Assigned task: Which lines run from the one containing "sample for one instance: <point>660,534</point>, one" to the last line of the entries? Return them exactly, with nothing more.
──────── Provided data
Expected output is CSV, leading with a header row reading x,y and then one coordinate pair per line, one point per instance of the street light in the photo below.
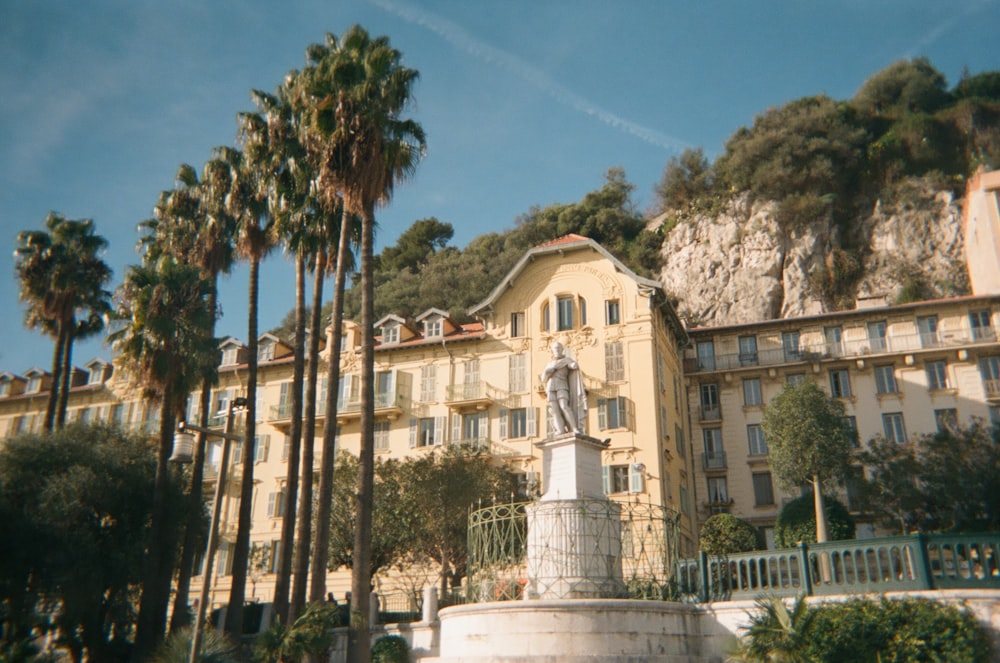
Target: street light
x,y
183,447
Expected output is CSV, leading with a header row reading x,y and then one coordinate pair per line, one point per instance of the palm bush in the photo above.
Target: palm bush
x,y
215,648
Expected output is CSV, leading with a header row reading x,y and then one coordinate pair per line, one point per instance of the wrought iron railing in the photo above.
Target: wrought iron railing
x,y
916,562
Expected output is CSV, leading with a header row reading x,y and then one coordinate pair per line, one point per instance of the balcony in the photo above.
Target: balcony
x,y
473,395
844,349
715,460
389,404
282,413
485,445
709,413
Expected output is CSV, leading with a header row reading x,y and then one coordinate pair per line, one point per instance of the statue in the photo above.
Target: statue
x,y
566,396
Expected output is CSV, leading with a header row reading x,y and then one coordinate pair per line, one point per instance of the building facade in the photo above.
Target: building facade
x,y
440,383
681,410
900,371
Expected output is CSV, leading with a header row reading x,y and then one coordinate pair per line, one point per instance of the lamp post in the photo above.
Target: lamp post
x,y
183,444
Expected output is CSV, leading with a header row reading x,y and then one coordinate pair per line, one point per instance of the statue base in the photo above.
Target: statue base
x,y
574,530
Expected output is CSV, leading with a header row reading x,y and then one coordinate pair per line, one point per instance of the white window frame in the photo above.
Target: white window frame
x,y
614,361
612,312
885,379
937,375
753,394
756,441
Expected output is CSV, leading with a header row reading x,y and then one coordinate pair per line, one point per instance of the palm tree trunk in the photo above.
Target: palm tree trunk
x,y
304,539
66,379
284,561
359,643
57,362
180,617
321,545
241,547
156,567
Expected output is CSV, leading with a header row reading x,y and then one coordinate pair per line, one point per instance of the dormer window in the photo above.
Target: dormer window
x,y
229,355
265,352
432,328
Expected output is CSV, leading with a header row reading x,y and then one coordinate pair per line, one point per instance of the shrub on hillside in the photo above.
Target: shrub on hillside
x,y
797,522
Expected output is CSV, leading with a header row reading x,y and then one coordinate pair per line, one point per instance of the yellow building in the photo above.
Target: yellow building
x,y
900,371
440,383
681,410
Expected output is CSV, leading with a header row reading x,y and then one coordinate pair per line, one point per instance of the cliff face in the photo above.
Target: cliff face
x,y
741,267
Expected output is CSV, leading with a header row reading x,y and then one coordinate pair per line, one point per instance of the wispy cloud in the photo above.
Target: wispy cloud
x,y
946,26
461,38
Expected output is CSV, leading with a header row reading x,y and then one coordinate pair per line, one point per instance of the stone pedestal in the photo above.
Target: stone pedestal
x,y
571,467
574,538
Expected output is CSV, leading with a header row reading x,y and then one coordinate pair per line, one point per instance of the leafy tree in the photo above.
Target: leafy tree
x,y
686,183
902,88
959,477
797,521
162,337
725,534
415,245
809,442
881,630
394,517
891,489
62,280
444,487
80,498
309,636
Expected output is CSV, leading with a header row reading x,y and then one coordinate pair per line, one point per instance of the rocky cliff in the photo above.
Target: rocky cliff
x,y
740,266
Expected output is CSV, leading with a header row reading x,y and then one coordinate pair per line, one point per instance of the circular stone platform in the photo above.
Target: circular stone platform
x,y
588,630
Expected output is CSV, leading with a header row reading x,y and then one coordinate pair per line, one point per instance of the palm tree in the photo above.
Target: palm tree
x,y
163,318
191,224
247,202
62,281
359,93
297,221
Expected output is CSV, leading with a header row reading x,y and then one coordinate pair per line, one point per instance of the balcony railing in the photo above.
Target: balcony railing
x,y
843,349
710,413
714,461
918,562
386,403
474,393
485,445
283,410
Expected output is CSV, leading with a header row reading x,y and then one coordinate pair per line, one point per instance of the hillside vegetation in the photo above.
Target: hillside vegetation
x,y
825,172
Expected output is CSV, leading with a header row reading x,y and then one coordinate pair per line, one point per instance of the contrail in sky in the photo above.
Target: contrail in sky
x,y
461,38
945,26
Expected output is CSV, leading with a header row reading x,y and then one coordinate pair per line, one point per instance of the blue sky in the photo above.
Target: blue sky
x,y
525,102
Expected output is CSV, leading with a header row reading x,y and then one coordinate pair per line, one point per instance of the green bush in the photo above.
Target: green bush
x,y
797,522
864,631
725,534
215,648
391,649
891,631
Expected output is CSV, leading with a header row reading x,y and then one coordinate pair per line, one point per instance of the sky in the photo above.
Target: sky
x,y
525,103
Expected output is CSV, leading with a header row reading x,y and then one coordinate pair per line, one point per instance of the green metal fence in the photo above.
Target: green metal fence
x,y
900,563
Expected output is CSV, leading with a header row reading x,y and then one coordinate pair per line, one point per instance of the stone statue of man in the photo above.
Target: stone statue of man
x,y
566,396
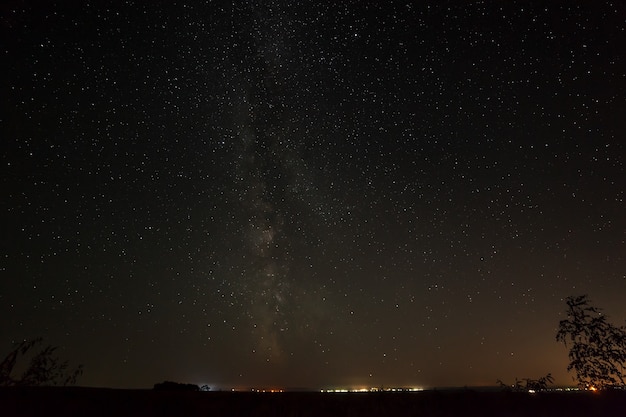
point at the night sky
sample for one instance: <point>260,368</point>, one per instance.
<point>324,194</point>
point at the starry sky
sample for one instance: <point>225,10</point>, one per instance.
<point>310,194</point>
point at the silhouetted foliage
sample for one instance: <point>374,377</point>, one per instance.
<point>527,384</point>
<point>597,348</point>
<point>44,368</point>
<point>175,386</point>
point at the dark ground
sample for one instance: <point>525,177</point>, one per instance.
<point>109,402</point>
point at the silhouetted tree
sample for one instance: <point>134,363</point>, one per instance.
<point>597,348</point>
<point>44,367</point>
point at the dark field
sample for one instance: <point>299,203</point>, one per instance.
<point>108,402</point>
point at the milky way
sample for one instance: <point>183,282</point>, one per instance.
<point>320,194</point>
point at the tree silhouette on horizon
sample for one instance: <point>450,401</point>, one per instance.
<point>597,348</point>
<point>44,368</point>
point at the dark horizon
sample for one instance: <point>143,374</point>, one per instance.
<point>325,194</point>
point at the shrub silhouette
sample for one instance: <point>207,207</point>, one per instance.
<point>44,368</point>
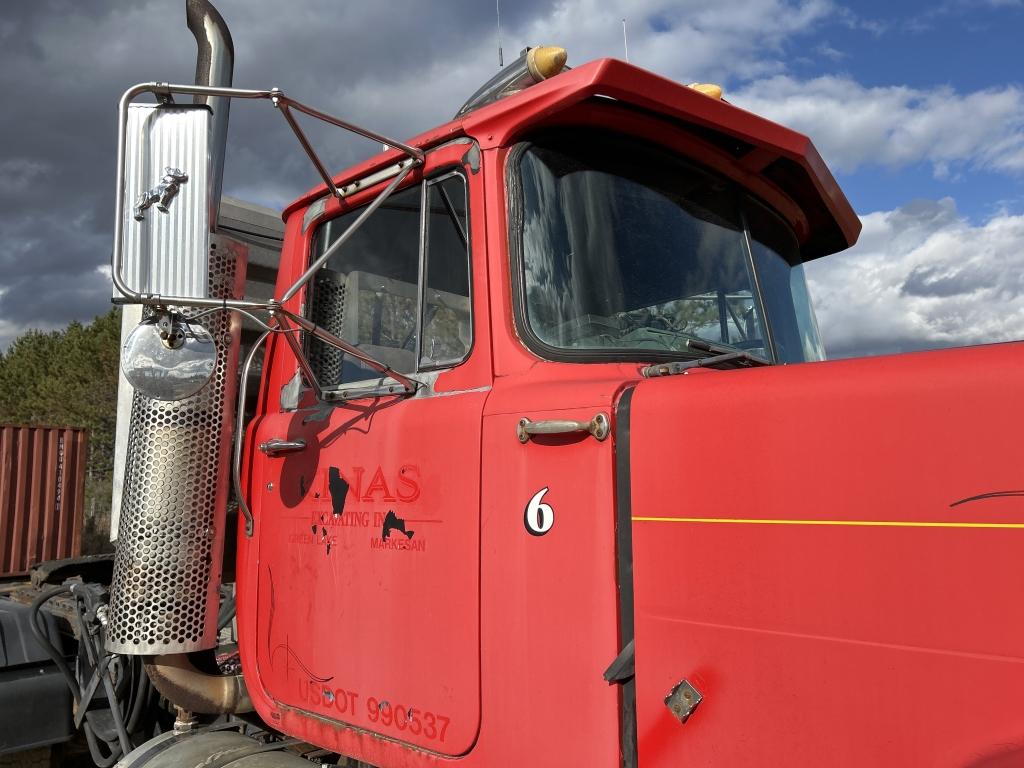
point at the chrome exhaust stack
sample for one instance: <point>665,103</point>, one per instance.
<point>215,67</point>
<point>171,529</point>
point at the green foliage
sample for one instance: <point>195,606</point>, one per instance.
<point>67,378</point>
<point>70,378</point>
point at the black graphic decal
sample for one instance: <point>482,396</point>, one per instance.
<point>339,489</point>
<point>993,495</point>
<point>393,522</point>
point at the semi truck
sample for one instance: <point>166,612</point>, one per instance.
<point>543,463</point>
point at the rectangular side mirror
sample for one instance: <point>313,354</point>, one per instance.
<point>168,200</point>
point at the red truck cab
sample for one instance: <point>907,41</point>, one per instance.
<point>577,546</point>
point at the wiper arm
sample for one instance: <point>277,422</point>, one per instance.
<point>714,355</point>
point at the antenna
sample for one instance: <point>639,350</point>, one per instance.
<point>498,11</point>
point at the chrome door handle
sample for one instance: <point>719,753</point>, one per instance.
<point>598,427</point>
<point>276,445</point>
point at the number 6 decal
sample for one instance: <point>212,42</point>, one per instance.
<point>539,516</point>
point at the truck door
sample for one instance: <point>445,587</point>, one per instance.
<point>830,555</point>
<point>369,535</point>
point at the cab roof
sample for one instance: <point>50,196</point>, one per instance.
<point>782,158</point>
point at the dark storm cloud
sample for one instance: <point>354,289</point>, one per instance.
<point>398,68</point>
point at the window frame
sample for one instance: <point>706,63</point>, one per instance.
<point>367,386</point>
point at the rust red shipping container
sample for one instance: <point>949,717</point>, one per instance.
<point>42,488</point>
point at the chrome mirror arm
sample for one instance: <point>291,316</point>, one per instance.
<point>165,91</point>
<point>411,385</point>
<point>240,429</point>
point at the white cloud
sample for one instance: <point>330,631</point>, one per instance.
<point>923,276</point>
<point>897,126</point>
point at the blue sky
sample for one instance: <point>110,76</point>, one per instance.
<point>969,46</point>
<point>918,108</point>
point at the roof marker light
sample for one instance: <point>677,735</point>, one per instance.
<point>534,66</point>
<point>709,89</point>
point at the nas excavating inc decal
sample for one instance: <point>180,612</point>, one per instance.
<point>353,499</point>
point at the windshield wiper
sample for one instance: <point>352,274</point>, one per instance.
<point>712,355</point>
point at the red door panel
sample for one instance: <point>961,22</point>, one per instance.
<point>833,554</point>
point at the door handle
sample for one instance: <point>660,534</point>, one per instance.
<point>598,427</point>
<point>278,445</point>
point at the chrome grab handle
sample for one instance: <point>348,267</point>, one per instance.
<point>598,427</point>
<point>278,445</point>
────────────────
Response area:
sample for one instance: <point>660,534</point>, one per instance.
<point>598,427</point>
<point>278,445</point>
point at the chrome grab handle
sample for one instance: <point>348,267</point>, one per instance.
<point>598,427</point>
<point>278,445</point>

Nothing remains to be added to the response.